┌─ Available records
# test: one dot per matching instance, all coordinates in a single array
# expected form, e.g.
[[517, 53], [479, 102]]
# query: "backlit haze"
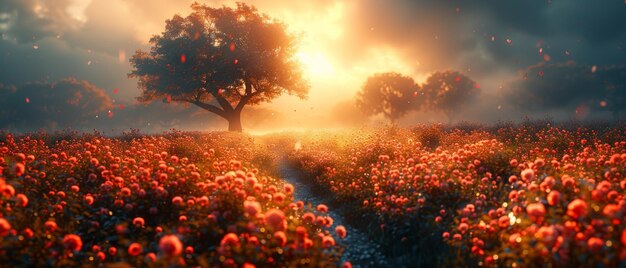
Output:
[[341, 43]]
└─
Reproduce the lines above exactly, please, but not the pictures in them.

# test: one dot per matching instance, all coordinates in a single array
# expected form, e.g.
[[517, 53], [479, 102]]
# query: "backlit haze"
Output:
[[341, 43]]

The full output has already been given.